## WHAT TO PRODUCE
Leave out the pictures and repeat everything else in the records exactly.
+++
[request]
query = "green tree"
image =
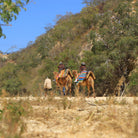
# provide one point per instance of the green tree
(9, 10)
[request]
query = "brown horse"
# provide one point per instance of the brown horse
(87, 82)
(65, 81)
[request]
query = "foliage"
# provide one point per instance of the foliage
(10, 10)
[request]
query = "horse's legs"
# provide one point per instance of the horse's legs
(69, 88)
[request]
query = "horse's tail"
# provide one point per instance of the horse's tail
(90, 73)
(69, 72)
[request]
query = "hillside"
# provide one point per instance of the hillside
(103, 35)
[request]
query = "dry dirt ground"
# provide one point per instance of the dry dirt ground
(81, 117)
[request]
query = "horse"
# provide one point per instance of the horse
(87, 82)
(64, 81)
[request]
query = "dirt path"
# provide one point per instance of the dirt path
(102, 117)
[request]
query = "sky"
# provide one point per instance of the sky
(31, 23)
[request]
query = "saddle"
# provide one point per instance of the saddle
(64, 73)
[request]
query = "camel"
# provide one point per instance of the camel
(65, 81)
(87, 82)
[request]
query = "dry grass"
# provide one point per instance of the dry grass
(80, 117)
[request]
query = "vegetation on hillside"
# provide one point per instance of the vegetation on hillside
(103, 34)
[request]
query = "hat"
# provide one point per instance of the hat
(83, 63)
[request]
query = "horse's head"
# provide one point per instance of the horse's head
(75, 73)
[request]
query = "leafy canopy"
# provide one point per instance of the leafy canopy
(9, 10)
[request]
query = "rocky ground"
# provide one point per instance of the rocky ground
(80, 117)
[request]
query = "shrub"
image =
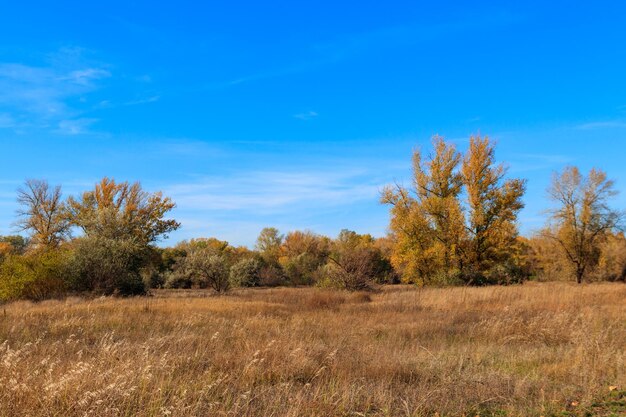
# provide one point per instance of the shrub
(205, 269)
(176, 279)
(35, 276)
(109, 266)
(246, 273)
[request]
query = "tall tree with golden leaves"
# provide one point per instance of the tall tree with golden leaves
(435, 234)
(122, 211)
(427, 222)
(583, 217)
(42, 213)
(493, 205)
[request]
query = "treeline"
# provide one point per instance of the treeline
(456, 225)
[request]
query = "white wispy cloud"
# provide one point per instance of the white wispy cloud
(308, 115)
(40, 96)
(58, 93)
(274, 191)
(76, 126)
(604, 124)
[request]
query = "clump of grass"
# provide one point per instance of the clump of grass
(541, 349)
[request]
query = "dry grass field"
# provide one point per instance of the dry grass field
(532, 350)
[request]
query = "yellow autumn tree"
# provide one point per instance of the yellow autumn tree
(122, 210)
(42, 213)
(582, 218)
(440, 238)
(493, 204)
(427, 222)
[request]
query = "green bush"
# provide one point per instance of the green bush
(109, 266)
(204, 268)
(246, 273)
(34, 276)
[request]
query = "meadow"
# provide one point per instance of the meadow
(551, 349)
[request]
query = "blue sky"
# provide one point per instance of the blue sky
(295, 115)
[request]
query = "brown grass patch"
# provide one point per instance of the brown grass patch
(519, 351)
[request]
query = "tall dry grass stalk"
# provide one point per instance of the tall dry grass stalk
(550, 349)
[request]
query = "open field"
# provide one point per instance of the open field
(549, 349)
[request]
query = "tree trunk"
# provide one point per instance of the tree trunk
(579, 275)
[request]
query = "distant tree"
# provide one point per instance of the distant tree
(246, 273)
(205, 269)
(122, 211)
(354, 261)
(302, 254)
(42, 213)
(268, 244)
(493, 205)
(583, 217)
(14, 244)
(427, 222)
(437, 238)
(102, 265)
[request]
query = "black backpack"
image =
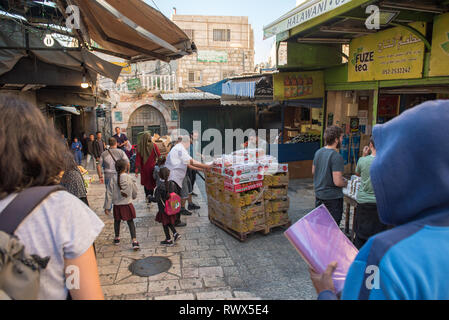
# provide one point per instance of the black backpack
(20, 272)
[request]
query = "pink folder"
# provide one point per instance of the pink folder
(320, 241)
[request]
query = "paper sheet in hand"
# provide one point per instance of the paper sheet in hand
(320, 241)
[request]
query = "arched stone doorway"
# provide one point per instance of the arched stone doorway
(146, 118)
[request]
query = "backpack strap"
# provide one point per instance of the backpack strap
(115, 161)
(22, 205)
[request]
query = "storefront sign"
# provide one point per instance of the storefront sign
(439, 59)
(298, 85)
(118, 116)
(126, 67)
(133, 84)
(391, 54)
(212, 56)
(297, 18)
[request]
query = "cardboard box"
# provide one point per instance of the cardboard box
(243, 187)
(279, 179)
(277, 205)
(243, 170)
(243, 178)
(274, 193)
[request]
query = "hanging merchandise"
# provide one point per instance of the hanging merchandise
(355, 149)
(344, 150)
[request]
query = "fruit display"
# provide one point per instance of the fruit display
(247, 196)
(304, 138)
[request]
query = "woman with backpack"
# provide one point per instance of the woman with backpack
(162, 194)
(73, 180)
(56, 229)
(120, 192)
(147, 155)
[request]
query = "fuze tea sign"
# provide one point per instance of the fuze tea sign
(439, 59)
(298, 85)
(391, 54)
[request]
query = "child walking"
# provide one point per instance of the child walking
(168, 222)
(120, 192)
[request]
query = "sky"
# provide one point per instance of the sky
(259, 12)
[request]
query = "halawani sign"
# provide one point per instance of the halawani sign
(392, 54)
(439, 58)
(298, 85)
(212, 56)
(316, 9)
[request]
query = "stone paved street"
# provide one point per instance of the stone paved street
(207, 263)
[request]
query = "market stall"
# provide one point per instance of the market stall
(301, 99)
(247, 193)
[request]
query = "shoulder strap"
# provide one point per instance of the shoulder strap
(115, 161)
(22, 205)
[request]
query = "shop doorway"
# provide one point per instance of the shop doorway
(146, 118)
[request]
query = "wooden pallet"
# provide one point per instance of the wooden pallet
(283, 225)
(243, 236)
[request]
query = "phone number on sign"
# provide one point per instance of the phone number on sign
(397, 70)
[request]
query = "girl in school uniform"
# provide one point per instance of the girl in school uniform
(168, 222)
(120, 192)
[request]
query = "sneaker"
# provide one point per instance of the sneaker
(193, 206)
(180, 224)
(184, 212)
(167, 243)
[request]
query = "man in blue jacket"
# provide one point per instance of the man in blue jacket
(410, 177)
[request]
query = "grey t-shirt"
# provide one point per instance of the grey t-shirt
+++
## FINISHED EXERCISE
[request]
query = "green tree"
image =
# provide one point per instance of the green tree
(9, 10)
[request]
query = "brown horse"
# provide one point per instance of the brown horse
(87, 82)
(65, 81)
[request]
query = "foliage"
# provide one point per instance of the foliage
(10, 10)
[request]
query = "horse's legs"
# provide one point per instance of the horse's legs
(69, 88)
[request]
query = "horse's tail"
# provide one point per instance of the horse's tail
(90, 73)
(69, 72)
[request]
query = "hillside"
# provide one point per instance of the hillside
(103, 35)
[request]
query = "dry dirt ground"
# provide one point per instance of the dry dirt ground
(81, 117)
[request]
query = "horse"
# provide one point per instance of the horse
(87, 82)
(64, 81)
[request]
query = "dirt path"
# provide one point per instance of the dirt path
(102, 117)
[request]
query = "sky"
# provide one point per instance of the sky
(31, 23)
[request]
query = "saddle"
# provide one point per instance of the saddle
(64, 73)
[request]
query = "camel"
# provide one point per instance of the camel
(65, 81)
(87, 82)
[request]
query = "dry grass"
# provide one point per instance of the dry grass
(80, 117)
[request]
query = "vegetation on hillside"
# provide one point per instance of the vegetation on hillside
(103, 34)
[request]
query = "hat"
# provide one point per instance of the hat
(83, 63)
[request]
query = "horse's head"
# provide one point per instance of the horse's head
(75, 73)
[request]
query = "leafy canopy"
# provide one point per instance of the leafy canopy
(9, 10)
[request]
query = "rocky ground"
# provide one point per instance of the rocky ground
(80, 117)
[request]
query = "shrub"
image =
# provide one point per instance of the shrub
(205, 269)
(176, 279)
(35, 276)
(109, 266)
(246, 273)
[request]
query = "tall tree with golden leaves"
# provide one point per instance of the tall tree with golden leaves
(435, 234)
(122, 211)
(427, 222)
(583, 217)
(42, 213)
(493, 205)
[request]
query = "treeline"
# provide one point per instance of the treeline
(456, 225)
[request]
query = "white wispy cloud"
# provide one point per instance of the white wispy cloud
(308, 115)
(40, 96)
(58, 93)
(274, 191)
(76, 126)
(604, 124)
[request]
query = "clump of grass"
# provide one point per instance of the clump of grass
(541, 349)
[request]
query = "dry grass field"
# provide one point per instance of the dry grass field
(532, 350)
[request]
query = "yellow autumn tree"
# provide one point per instance of the yellow autumn tree
(122, 210)
(42, 213)
(582, 218)
(440, 238)
(493, 204)
(427, 222)
[request]
query = "green bush"
# provide one point per instance of the green bush
(109, 266)
(204, 268)
(246, 273)
(34, 276)
[request]
query = "meadow"
# provide one point per instance of the meadow
(551, 349)
[request]
query = "blue sky"
# provide one point per instance of the blue sky
(295, 115)
[request]
query = "brown grass patch"
# provide one point per instance of the brown grass patch
(519, 351)
[request]
query = "tall dry grass stalk"
# provide one point per instance of the tall dry grass stalk
(550, 349)
[request]
query = "open field"
# provide one point per instance of the open field
(549, 349)
[request]
query = "tree trunk"
# provide one point per instance of the tree trunk
(579, 275)
[request]
query = "distant tree"
# provide one point per instance of the distant tree
(246, 273)
(205, 269)
(122, 211)
(354, 261)
(302, 254)
(42, 213)
(268, 244)
(493, 205)
(583, 217)
(14, 244)
(427, 222)
(437, 238)
(102, 265)
[request]
query = "black backpack"
image =
# provide one point per instance of the black backpack
(20, 272)
[request]
query = "pink folder"
# provide one point per instance of the pink folder
(320, 241)
[request]
query = "paper sheet in hand"
# provide one point per instance of the paper sheet in hand
(320, 241)
[request]
query = "arched stone doorway"
# provide one point per instance of the arched stone doorway
(146, 118)
[request]
query = "backpack strap"
# provide one point per instance of the backpack strap
(115, 161)
(22, 205)
[request]
query = "storefront sign"
# provide one point per instance of the storefront sign
(439, 59)
(298, 85)
(118, 116)
(126, 67)
(133, 84)
(391, 54)
(212, 56)
(297, 18)
[request]
query = "cardboard box"
# provide one point per instance of the cardboard box
(243, 187)
(279, 179)
(277, 205)
(243, 170)
(243, 178)
(274, 193)
[request]
query = "hanging merchandise"
# provide one point per instance of the hanging merchandise
(355, 149)
(344, 150)
[request]
query = "fruit display"
# provide one point per instance of the fruit display
(247, 196)
(304, 138)
[request]
query = "woman with backpack"
# provide one point per instance of the woman with backpack
(162, 194)
(73, 180)
(56, 229)
(120, 192)
(147, 155)
[request]
query = "fuze tea sign"
# provide one point per instance of the fuze tea sign
(439, 59)
(298, 85)
(391, 54)
[request]
query = "child walking"
# provide one point per instance of the child walking
(168, 222)
(120, 192)
[request]
query = "sky"
# provide one point per instance of the sky
(259, 12)
[request]
query = "halawani sign"
# provide one point per instance of the halawani sign
(392, 54)
(439, 58)
(298, 85)
(212, 56)
(316, 9)
[request]
query = "stone paved street"
# provide one point per instance of the stone paved street
(207, 263)
[request]
query = "market stall"
# provide one point per instance of the market stall
(301, 99)
(247, 193)
[request]
query = "shoulder strap"
# provide one point per instance of the shoulder strap
(115, 161)
(22, 205)
[request]
query = "shop doorway"
# provide one point per instance of the shop doorway
(146, 118)
[request]
query = "wooden pallet"
# provide one point per instance of the wooden pallet
(283, 225)
(243, 236)
[request]
query = "phone number on sign"
# provide one point per instance of the phone number on sign
(397, 70)
[request]
query = "girl in school uniform"
# provide one point per instance of the girl in school uniform
(168, 222)
(120, 192)
[request]
query = "sneaker"
# provide one point per instance of the sneaker
(193, 206)
(180, 224)
(184, 212)
(167, 243)
[request]
query = "man in blue jacket"
# provide one point per instance of the man in blue jacket
(410, 177)
[request]
query = "grey t-shirt"
# provide one point per instance of the grey t-shirt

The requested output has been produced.